═════ Material to process

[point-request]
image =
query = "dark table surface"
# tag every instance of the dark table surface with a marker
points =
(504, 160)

══════════
═════ Material to process

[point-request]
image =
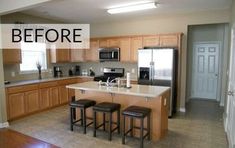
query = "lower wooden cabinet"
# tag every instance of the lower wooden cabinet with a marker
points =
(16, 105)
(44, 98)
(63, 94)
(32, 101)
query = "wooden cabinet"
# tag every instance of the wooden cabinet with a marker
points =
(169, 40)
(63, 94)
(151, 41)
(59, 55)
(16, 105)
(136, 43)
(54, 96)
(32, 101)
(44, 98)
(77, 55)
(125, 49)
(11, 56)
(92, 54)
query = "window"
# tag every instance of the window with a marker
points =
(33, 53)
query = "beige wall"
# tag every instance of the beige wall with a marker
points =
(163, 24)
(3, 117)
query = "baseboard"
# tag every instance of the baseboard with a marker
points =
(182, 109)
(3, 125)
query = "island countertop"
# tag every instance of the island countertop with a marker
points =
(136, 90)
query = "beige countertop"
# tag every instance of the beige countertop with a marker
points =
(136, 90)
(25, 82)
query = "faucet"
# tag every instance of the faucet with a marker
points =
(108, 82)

══════════

- _What the task asks_
Please copy out each line of the listing above that contains the word "beige".

- _The result_
query = "beige wall"
# tag every instance of the beige wall with a marker
query = "beige countertop"
# tag every instance of the beige countertop with a marker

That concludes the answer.